§ TEXT

>> Start

Human bodies are not the only listening instruments that search for ivorybills. Autonomous Recording Units (ARUs) are sound recorders mounted in habitats to monitor wildlife. These were a new technology during the Auburn-Windsor searches, so the team constructed their own setup (D. Mennill, personal communication). This was complex given technological limitations at the time and the flood risk of the swamp: Their eventual creation involved digital recorders hooked up to dry-bag-covered motorcycle batteries and a microphone mounted high to avoid water damage. The battery lasted between 24 and 48 hours, and around 13 (at the peak) were scattered around the Choctawhatchee River banks. A searcher would periodically travel to these stations to replace their batteries and remove their memory cards, sending them to Mennill’s lab in Ontario, where undergraduate research assistants and/or automated analysis programs would review them (see Swiston, 2008). ⁵ Though these captures were sometimes presented as evidence for ivorybill presence (as I will explore below), the lab’s primary goal was to aid navigation: to quickly scan recordings so they could alert on-the-ground searchers to areas where ivorybills might be present.

ARUs were also a major part of Cornell’s search methods in the 2000s and in more recent independent searches. They are potentially critical to search efforts, as they can cover large areas, including areas with difficult terrain, and are thought to be less invasive than human listeners. In other words, they expand and, in theory, circumvent some of the knotty geographies of ivorybill searching, rearticulating forests as sites of ecological surveillance through networked, more-than-human listening (see Gabrys, 2012). Searchers have encountered several issues with ARUs, however, including their production of weak audio signals, which are difficult to analyze and follow to their source. In this regard, Collins, an underwater acoustician who compares searching for ivorybills in dense forests to locating submarines in the ocean, has advocated for ‘[a] horizontal array of microphones, [where] it would be possible to detect weaker sounds and determine the directions of sources’ (Collins, 2021, p. 30). However, Project Principalis, who recently deployed more than 90 small ARUs to attempt to localize an ivorybill nest cavity, faced other problems, like high financial costs and vandalism (M. A. Michaels, personal communication). And indeed, like all contemporary search methods, ARUs have not yet led to unequivocal proof of the species’ presence. As such, Courtman is cautious about using them, as he believes there could be a chance that the material presence of ARUs could distress ivorybills and compromise search efforts (M. Courtman, personal communication). Indeed, the sight, smell, and sound of camera traps—another remote sensing technology common in wildlife observation—have been shown to be detectable by mammals, potentially leading to their avoidance of sites where cameras are present (Caravaggi et al., 2020; McCorristine & Adams, 2020, p. 108).

>> End

§ OBJECTIVES
(A) In the passage about recording units in ivorybill searches, how long did the batteries in the team's homemade setup last?
(B) Pick up the passage about recording units in ivorybill searches after its final sentence and carry it on.

§ RECORDED INFORMATION
>> Start

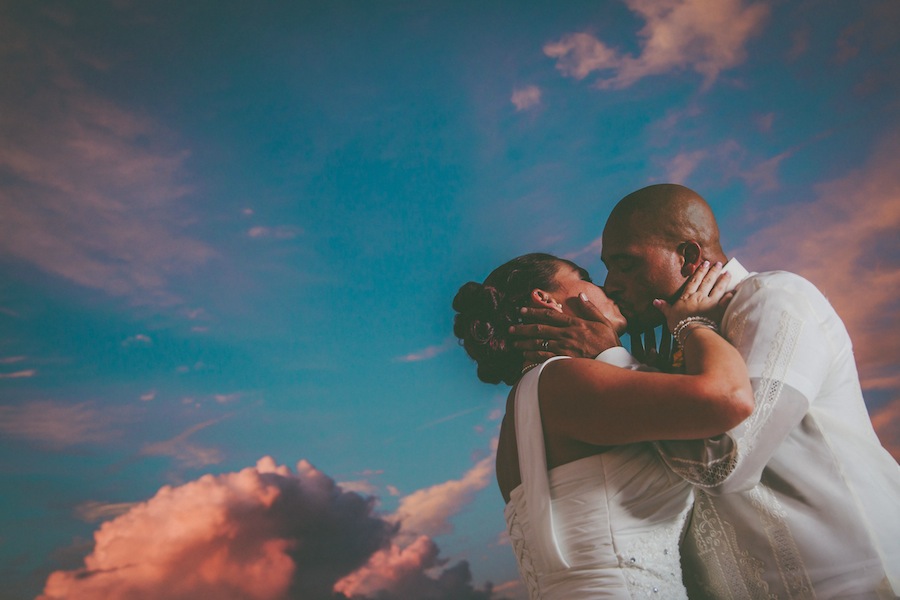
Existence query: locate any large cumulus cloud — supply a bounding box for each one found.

>> End

§ PER-TASK OUTPUTS
(A) Between 24 and 48 hours.

(B)
Listening is a critical and contested method in ivorybill searching, and these practices are informed by and productive of multivarious sonic geographies. Through their situated practices of (and debates about) listening, searchers contribute to the production of extinction knowledge about ivorybills, as well as knowledge of the very facts of the species—what it would sound like, where it would be, how it would act. Additionally, listening methods affect the production of search sites as sonic spaces where extinction knowledge claims might (or might not) be made.

Sounding

Searchers, however, are not always silent. Audio playbacks of the 1935 Allen-Kellogg recordings are a common but controversial method for attempting to encourage responses from surviving ivorybills. For instance, in Cornell’s searches in the 2000s, playbacks would sometimes be deployed periodically as part of an area survey; in others, in response to a possible ivorybill encounter to encourage the bird to reveal themselves (Rohrbaugh et al., 2006, pp. 10–11). In their 2005-2006 season in Arkansas, the team deployed a ‘refined and streamlined protocol’ (p. 24) for playback, where searchers ‘broadcast a one-minute series of … kent-calls extracted from the 1935 Allen-Kellogg recordings, waited 15 minutes, then broadcast a one minute series of double knock drumming displays’ (p. 10). Since no undisputed recording of ivorybill double-knocks exist, the double-knock broadcast was a pileated woodpecker drum edited to sound like a Powerful Woodpecker (p. 11).

The 1935 recordings were also editorially ‘improved’ for their deployment:

[T]he background noise between calls was completely eliminated and brought down to digital black. The internote distances remain the same between kent calls, but several pauses were added to avoid continuous calling during playback and to give field personnel a few seconds to listen for responses during the playback cycle. A brief fade was added prior to each kent but not over the actual call and a longer fade was added to the end of the call. The fades help limit reverberation but do not alter the call itself. (Rohrbaugh et al., 2006, p. 10)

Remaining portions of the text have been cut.